## Begin
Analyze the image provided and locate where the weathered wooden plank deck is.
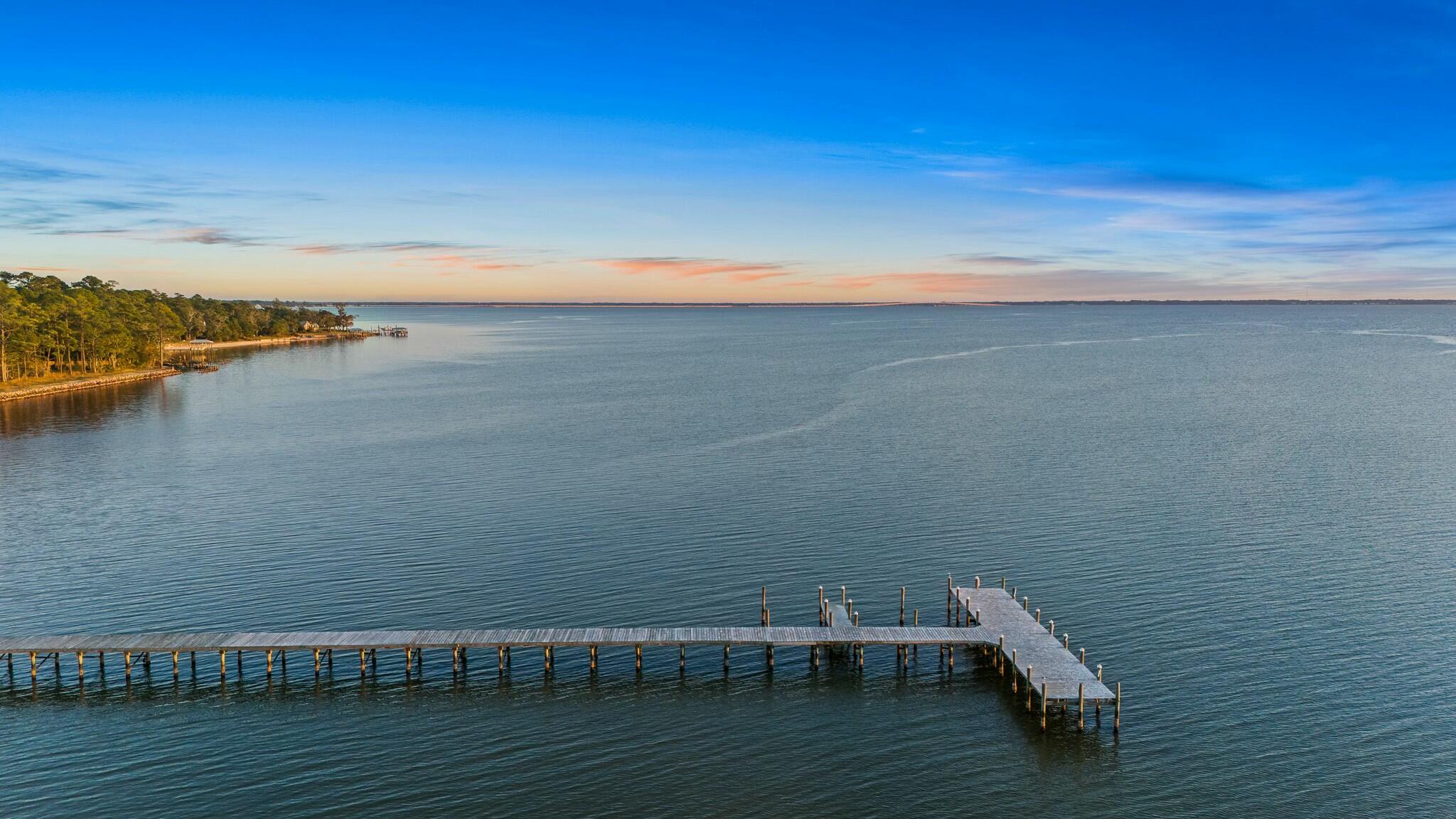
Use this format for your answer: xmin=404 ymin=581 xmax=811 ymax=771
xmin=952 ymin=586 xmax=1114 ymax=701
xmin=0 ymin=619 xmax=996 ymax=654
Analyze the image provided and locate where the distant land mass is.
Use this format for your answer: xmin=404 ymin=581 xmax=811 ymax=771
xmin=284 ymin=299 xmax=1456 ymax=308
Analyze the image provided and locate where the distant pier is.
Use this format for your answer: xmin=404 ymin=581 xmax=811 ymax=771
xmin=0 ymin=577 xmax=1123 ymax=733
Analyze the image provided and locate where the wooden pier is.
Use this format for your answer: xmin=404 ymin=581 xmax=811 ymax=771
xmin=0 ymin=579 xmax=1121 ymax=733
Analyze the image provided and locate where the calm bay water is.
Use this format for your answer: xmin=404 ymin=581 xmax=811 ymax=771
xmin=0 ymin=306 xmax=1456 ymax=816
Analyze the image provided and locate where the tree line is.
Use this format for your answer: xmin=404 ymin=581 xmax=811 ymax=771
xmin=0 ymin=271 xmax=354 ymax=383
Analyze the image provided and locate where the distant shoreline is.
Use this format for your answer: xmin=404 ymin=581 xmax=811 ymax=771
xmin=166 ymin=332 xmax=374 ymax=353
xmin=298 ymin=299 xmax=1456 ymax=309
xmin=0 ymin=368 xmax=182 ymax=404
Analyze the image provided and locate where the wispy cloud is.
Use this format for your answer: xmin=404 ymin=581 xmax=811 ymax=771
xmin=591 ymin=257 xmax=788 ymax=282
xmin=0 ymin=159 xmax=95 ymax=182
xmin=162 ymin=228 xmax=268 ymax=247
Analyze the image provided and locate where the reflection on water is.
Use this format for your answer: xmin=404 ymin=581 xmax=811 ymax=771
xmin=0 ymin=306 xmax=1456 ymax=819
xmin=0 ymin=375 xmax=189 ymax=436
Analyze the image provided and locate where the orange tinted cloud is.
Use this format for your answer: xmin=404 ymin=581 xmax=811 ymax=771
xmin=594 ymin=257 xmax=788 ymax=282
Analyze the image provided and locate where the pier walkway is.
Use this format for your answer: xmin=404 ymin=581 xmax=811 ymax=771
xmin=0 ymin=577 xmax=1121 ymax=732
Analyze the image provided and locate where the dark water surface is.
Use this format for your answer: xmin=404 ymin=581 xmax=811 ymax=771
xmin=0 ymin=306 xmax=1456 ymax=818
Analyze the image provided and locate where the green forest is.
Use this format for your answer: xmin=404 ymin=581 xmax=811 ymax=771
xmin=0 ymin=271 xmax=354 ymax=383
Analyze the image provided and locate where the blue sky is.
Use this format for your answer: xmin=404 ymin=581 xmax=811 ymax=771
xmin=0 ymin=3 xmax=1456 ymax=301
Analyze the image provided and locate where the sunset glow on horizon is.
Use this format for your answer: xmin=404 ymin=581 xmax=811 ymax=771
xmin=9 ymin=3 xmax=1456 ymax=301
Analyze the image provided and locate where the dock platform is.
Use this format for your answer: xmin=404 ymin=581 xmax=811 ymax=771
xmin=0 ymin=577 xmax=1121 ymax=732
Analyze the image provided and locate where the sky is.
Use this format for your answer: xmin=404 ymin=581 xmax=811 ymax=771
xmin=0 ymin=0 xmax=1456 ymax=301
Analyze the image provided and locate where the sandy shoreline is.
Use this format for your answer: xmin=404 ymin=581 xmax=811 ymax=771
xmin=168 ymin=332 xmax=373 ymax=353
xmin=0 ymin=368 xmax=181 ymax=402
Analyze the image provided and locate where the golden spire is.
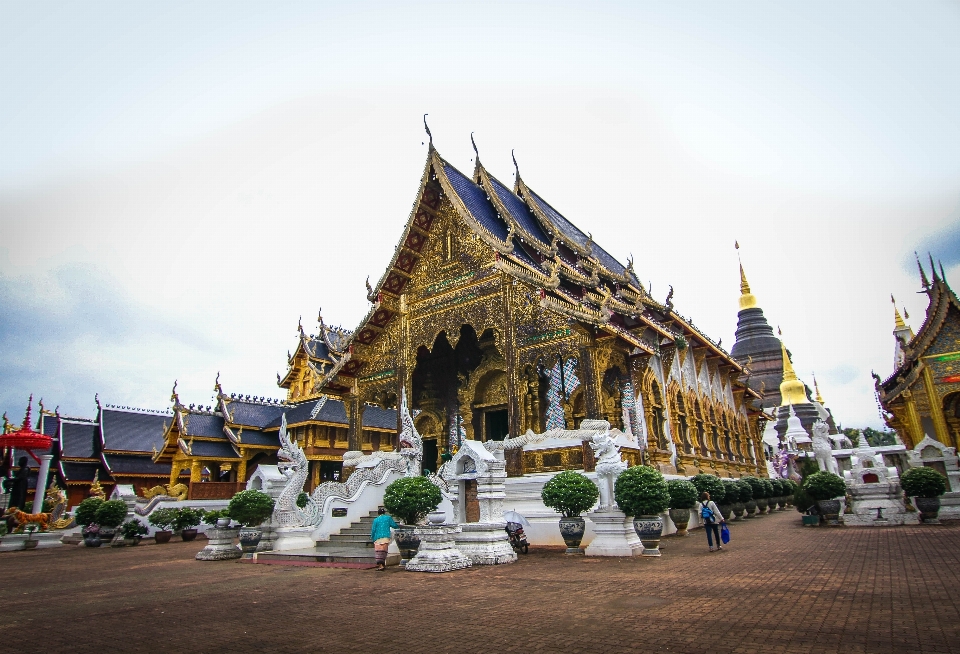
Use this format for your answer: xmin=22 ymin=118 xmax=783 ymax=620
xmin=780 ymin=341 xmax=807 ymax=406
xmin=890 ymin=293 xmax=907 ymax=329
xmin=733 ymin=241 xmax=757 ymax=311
## End
*GOAL*. Count the lines in the records above that include the word "water". Reply with the number only.

*OUTPUT FOR THIS TASK*. 3